LISTED ENTRIES Start Marker
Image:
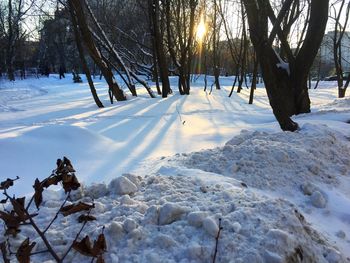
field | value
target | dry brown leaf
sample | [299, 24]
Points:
[24, 250]
[74, 208]
[86, 218]
[4, 252]
[53, 180]
[70, 182]
[7, 183]
[18, 207]
[100, 245]
[84, 247]
[100, 259]
[38, 195]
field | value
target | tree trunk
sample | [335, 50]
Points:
[93, 51]
[82, 59]
[253, 85]
[161, 57]
[286, 84]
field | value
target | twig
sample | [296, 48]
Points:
[59, 210]
[76, 238]
[178, 112]
[4, 252]
[217, 240]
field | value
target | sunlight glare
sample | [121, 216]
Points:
[201, 30]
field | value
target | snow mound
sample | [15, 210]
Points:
[278, 160]
[255, 228]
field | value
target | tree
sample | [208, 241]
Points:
[86, 35]
[338, 34]
[285, 74]
[158, 46]
[180, 25]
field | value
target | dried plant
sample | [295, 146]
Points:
[21, 214]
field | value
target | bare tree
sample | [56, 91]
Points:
[286, 80]
[338, 34]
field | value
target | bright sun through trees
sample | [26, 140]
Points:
[201, 30]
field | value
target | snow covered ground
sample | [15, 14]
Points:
[189, 161]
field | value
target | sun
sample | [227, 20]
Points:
[201, 30]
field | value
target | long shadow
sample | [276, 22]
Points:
[141, 144]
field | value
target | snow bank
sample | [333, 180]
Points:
[171, 219]
[277, 161]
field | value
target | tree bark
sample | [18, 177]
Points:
[82, 58]
[93, 51]
[286, 84]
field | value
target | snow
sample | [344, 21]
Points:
[164, 172]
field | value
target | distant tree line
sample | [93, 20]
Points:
[277, 40]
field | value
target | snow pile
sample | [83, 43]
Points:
[277, 161]
[173, 219]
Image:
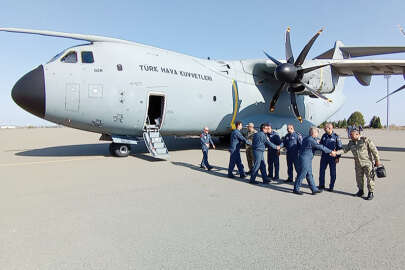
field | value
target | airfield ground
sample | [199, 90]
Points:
[66, 204]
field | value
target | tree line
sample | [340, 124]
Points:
[356, 119]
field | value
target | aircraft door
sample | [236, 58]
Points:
[155, 110]
[72, 97]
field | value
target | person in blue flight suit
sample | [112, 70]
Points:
[259, 143]
[273, 155]
[206, 141]
[306, 154]
[292, 143]
[236, 139]
[332, 141]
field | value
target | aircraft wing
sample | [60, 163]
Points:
[90, 38]
[349, 67]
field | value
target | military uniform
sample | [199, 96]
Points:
[273, 159]
[363, 151]
[236, 140]
[292, 143]
[333, 143]
[205, 139]
[306, 154]
[249, 150]
[259, 143]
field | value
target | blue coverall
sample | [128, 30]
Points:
[259, 143]
[292, 143]
[333, 143]
[205, 139]
[236, 139]
[306, 154]
[273, 159]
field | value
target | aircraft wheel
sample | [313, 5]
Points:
[120, 150]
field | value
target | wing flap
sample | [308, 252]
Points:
[369, 67]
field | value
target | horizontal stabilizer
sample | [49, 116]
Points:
[358, 51]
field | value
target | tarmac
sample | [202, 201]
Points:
[65, 203]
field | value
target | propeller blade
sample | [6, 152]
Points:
[304, 52]
[316, 93]
[399, 89]
[306, 70]
[275, 97]
[295, 106]
[273, 59]
[288, 51]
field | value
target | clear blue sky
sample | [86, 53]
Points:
[220, 29]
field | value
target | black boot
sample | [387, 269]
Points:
[359, 193]
[370, 196]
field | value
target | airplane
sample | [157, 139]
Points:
[130, 92]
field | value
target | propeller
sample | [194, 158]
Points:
[290, 74]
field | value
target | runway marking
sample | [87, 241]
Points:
[46, 162]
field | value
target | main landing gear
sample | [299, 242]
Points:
[120, 149]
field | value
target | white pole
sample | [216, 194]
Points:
[388, 99]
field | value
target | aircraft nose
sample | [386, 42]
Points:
[29, 92]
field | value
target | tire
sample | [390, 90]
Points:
[120, 150]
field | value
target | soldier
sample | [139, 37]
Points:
[332, 141]
[273, 159]
[205, 139]
[259, 143]
[249, 151]
[236, 140]
[292, 143]
[364, 151]
[306, 155]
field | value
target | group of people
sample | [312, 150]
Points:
[299, 155]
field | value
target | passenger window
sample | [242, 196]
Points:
[71, 57]
[87, 57]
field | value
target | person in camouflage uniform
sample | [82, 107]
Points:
[249, 150]
[364, 151]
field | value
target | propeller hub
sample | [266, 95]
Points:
[286, 73]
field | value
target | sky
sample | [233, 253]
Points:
[227, 30]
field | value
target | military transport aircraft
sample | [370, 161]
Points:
[129, 92]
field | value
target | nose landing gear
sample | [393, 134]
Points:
[120, 150]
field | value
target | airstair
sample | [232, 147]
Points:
[154, 142]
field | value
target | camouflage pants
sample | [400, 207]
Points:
[250, 157]
[368, 172]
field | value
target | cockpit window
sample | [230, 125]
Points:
[87, 57]
[71, 57]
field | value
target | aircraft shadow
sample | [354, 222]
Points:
[223, 173]
[102, 149]
[68, 151]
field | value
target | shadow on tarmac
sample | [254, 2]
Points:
[101, 149]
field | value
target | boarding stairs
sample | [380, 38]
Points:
[155, 143]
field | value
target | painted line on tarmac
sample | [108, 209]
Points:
[46, 162]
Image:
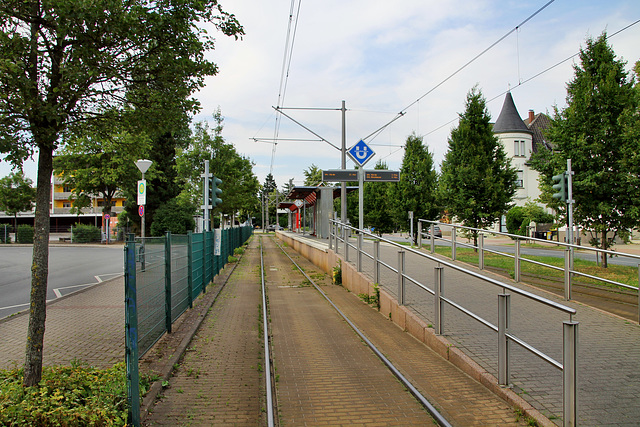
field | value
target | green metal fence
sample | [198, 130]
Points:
[163, 276]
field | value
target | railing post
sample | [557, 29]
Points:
[481, 251]
[504, 313]
[131, 331]
[432, 230]
[569, 372]
[567, 274]
[516, 273]
[453, 242]
[167, 281]
[400, 277]
[376, 261]
[359, 258]
[439, 303]
[190, 267]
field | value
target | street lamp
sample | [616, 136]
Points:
[143, 166]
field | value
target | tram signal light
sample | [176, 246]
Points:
[214, 191]
[560, 187]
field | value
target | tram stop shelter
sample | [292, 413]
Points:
[311, 208]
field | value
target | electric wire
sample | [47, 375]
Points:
[403, 111]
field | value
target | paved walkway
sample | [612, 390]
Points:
LISTED ENTRIES End Marker
→ WHAT TO PRODUCE:
Reproduce each line of the records in which "tarmac" appears.

→ RESULT FOR THIS EXERCISE:
target | tarmac
target | shadow on tarmac
target | painted line on tarmac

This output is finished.